Task description: Every entry is to be returned exactly as it stands; the pictures are to be dropped.

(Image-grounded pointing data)

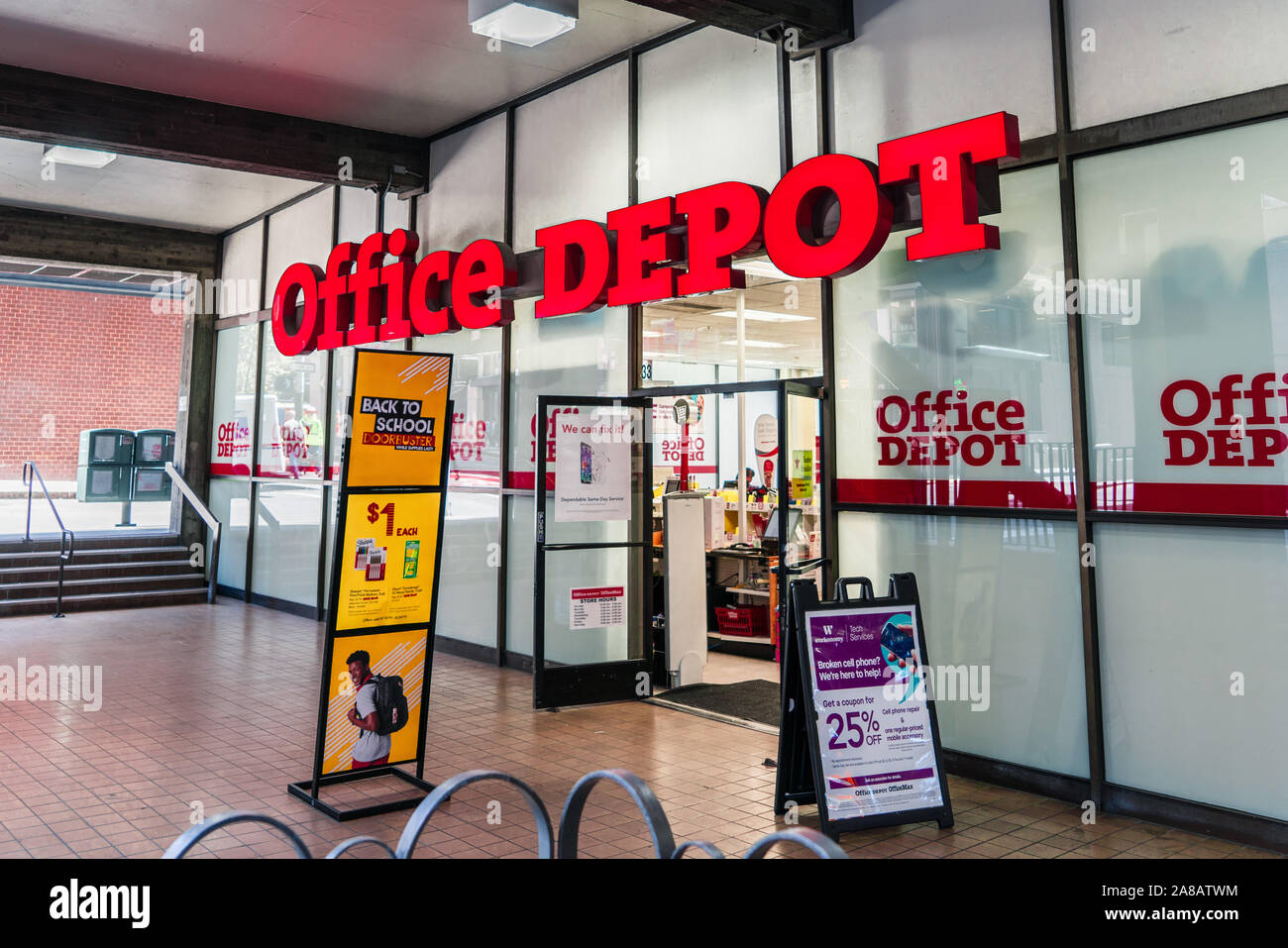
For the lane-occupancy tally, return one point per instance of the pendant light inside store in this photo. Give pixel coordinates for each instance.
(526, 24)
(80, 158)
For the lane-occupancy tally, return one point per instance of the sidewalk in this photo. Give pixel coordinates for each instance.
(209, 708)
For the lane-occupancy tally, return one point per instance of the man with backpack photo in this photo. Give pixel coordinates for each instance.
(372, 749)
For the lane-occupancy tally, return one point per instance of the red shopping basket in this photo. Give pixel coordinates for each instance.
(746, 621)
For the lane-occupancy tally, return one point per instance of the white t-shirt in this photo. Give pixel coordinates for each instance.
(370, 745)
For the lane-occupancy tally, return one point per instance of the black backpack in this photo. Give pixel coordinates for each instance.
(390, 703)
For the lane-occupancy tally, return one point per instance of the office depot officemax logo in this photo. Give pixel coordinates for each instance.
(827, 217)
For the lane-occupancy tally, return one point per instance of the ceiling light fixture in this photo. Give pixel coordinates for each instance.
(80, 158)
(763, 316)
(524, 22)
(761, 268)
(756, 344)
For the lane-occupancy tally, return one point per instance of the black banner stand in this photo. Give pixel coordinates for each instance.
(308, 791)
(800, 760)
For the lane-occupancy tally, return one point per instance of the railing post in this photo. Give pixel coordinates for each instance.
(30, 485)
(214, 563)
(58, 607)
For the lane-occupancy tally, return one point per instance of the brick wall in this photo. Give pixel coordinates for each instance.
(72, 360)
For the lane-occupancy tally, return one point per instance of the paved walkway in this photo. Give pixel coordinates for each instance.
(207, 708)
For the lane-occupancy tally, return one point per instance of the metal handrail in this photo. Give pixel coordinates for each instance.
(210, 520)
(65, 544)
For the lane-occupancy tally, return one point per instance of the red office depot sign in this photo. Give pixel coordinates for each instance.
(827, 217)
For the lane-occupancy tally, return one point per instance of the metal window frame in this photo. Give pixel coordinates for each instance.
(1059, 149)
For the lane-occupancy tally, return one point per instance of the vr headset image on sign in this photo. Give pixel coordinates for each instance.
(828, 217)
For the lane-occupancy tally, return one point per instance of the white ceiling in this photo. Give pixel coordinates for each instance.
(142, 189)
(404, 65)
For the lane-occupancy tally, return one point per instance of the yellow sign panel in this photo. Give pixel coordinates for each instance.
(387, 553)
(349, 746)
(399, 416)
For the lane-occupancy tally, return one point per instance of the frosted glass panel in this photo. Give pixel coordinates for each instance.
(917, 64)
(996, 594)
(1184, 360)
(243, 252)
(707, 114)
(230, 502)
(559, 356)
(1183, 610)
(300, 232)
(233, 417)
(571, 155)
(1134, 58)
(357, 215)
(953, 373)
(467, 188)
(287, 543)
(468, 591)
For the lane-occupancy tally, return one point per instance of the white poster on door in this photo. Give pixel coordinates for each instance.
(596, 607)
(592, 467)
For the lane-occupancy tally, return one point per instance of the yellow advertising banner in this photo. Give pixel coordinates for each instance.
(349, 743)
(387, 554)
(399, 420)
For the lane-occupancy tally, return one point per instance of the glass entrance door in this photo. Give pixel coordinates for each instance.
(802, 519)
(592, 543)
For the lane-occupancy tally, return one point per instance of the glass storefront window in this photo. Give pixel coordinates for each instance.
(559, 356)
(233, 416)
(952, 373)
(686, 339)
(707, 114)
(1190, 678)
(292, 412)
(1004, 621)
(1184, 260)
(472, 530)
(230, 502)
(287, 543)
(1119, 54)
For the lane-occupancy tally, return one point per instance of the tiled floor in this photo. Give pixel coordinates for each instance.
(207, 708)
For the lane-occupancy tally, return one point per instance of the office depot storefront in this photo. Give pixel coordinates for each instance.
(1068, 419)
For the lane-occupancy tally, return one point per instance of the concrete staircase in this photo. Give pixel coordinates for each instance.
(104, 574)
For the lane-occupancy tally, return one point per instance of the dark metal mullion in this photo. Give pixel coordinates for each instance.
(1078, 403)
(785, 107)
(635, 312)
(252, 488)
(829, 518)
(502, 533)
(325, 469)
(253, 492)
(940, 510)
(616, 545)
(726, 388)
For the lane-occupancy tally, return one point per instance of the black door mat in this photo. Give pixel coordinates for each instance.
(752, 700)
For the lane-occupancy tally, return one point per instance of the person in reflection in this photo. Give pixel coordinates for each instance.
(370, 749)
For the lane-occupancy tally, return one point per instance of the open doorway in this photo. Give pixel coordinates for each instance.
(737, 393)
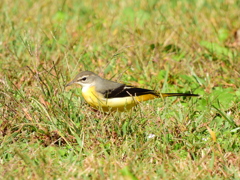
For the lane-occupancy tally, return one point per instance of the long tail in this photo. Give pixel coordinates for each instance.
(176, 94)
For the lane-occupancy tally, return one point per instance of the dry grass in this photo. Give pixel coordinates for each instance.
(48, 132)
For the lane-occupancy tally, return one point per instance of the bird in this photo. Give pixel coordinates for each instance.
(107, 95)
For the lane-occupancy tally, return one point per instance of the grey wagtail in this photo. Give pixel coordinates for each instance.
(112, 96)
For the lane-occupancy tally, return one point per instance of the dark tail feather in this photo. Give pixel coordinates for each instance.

Task result:
For the lane-occupancy tally, return one point per instance of the pendant light inside store in this photo. Give pixel coordinates for each instance.
(526, 24)
(80, 158)
For the lane-occupancy tally, return one point per instance of the sidewalk in this photo. Give pixel coordinates for each instance.
(209, 708)
For the lane-occupancy tally, return one point per instance of the man with backpack photo in this photo. Give pixel coordinates for each instance.
(372, 749)
For the lane-occupancy tally, return one point per instance of the red shopping basket in this photo. Give pixel coordinates for each instance.
(746, 621)
For the lane-occupancy tally, return one point per instance of the white t-shirt in this photo. Give pixel coordinates for each instance.
(370, 745)
For the lane-occupancy tally, return one point per instance of the black backpack in this photo. Give pixel coordinates for each instance.
(390, 703)
For the lane-occupancy tally, return one point per instance of the office depot officemax logo in this photo. Give pixel coordinates for each instance.
(827, 217)
For the lane-occupancy tally, return one point per instance of the ceiling light fixture in this photo. Give pixel coordinates for each instance.
(80, 158)
(763, 316)
(524, 22)
(761, 268)
(756, 344)
For the lane-occupancy tally, return one point per instance of the black banner stand in this photo. Give pixel coordinates for each instance.
(308, 791)
(800, 760)
For the lane-occupancy tally, return one point per instance of the railing post in this photo. Give pixel coordinates for each instance.
(30, 485)
(214, 563)
(58, 607)
For the lane-occupancy tally, return one point per instance of the brick wall in this photo. Give pixel coordinates for each instance.
(72, 360)
For the lane-occupancy tally, return one point per instance of the paved walkway in this photo. Give pixel coordinates for each instance.
(207, 708)
For the lane-occupancy tally, return one point per instance of the metal handrail in this photo. Give pixel coordinates for each instance.
(210, 520)
(65, 544)
For the lane-occupancy tally, return one point per instance of the red office depot sign in this photo. Give pixel coordinates for each instance.
(827, 217)
For the lane-occupancy tally, return one point per instance of the metal window frame in this photo. Give pixel coordinates for each instance.
(1059, 149)
For the lane-occupancy tally, return one point per instance of the vr headset image on sign in this photo. Give pixel coordinates for each instance.
(828, 217)
For the lane-occupancy tally, return one point per instance of the white ceiling in this photo. Give pixel coordinates for each instance.
(142, 189)
(404, 65)
For the lane-occupancy tally, return one point per instance of the yellow sign panel in this photo. Give pixel coordinates for each instance.
(387, 553)
(349, 746)
(399, 416)
For the lane-occupancy tally, return one point per instance of the frosted glass panel in this photo. Give pixel coordinates for each instance.
(917, 64)
(996, 594)
(1184, 360)
(243, 252)
(707, 114)
(230, 502)
(559, 356)
(1183, 610)
(300, 232)
(233, 417)
(571, 155)
(1134, 58)
(357, 215)
(953, 373)
(467, 188)
(287, 543)
(468, 591)
For the lane-occupancy tally, return one point per instance of the white poster on door in this photo. Give pixel coordinates for each instance.
(596, 607)
(592, 467)
For the lane-occupancy tally, return one point per instance of the yellow advertising banner in this photo. Give pixel coordinates for each instance.
(349, 743)
(387, 554)
(399, 420)
For the lane-occupancy tally, return one point per instance of the glass entrance door in this photo. Give pixel coordinates for each instance.
(802, 519)
(592, 543)
For the lane-occupancy tally, return one point per instance of the glass storefront window in this photo. Give pixel coordinates for each instance.
(559, 356)
(233, 416)
(952, 373)
(686, 339)
(707, 114)
(1190, 678)
(292, 412)
(1004, 621)
(1184, 260)
(472, 530)
(230, 502)
(287, 543)
(1119, 54)
For the lane-occupancy tally, return one point per instance of the tiled floor in this photo. Give pixel coordinates for each instance.
(207, 708)
For the lane-occupancy tally, return one point per instance of the office depot storefront in this photo. Give pixel coordinates for each instance.
(1068, 419)
For the lane-occupancy tally, return one point per instance of the concrete staircase in this photo. Give pixel coordinates for each instance.
(104, 574)
For the lane-occupancy tally, return one point per instance of the dark metal mullion in this photo. Give pixel coordinates for each instance.
(1078, 403)
(785, 107)
(635, 312)
(252, 488)
(829, 518)
(502, 533)
(325, 469)
(253, 492)
(940, 510)
(616, 545)
(726, 388)
For the lane-occupancy tally, return one point per instance of the black door mat in this photo. Give pixel coordinates for each instance.
(752, 700)
For the lane-occupancy tally, return one point per instance of the person in reflection in this photo. Give pixel coordinates for each instance.
(370, 749)
For the lane-occupancy tally, return one point per instance of the open doorway in this photo. Give pixel coordinates for each instance.
(737, 393)
For the lane-occupancy tally, return one point per instance of the long tail in this photo. Give pixel coordinates for each instance.
(176, 94)
For the lane-occupancy tally, return one point per instance of the dry grass in this photo. Give pixel coordinates for each instance.
(48, 132)
For the lane-occupancy tally, return one point per instance of the bird in this photo. Give pixel coordinates for each instance.
(107, 95)
For the lane-occupancy tally, return one point per instance of the grey wagtail in this photo. Give pixel coordinates for each instance.
(112, 96)
For the lane-occupancy tally, return one point per instance of the dark tail feather in this photo. Give pixel coordinates for each instance.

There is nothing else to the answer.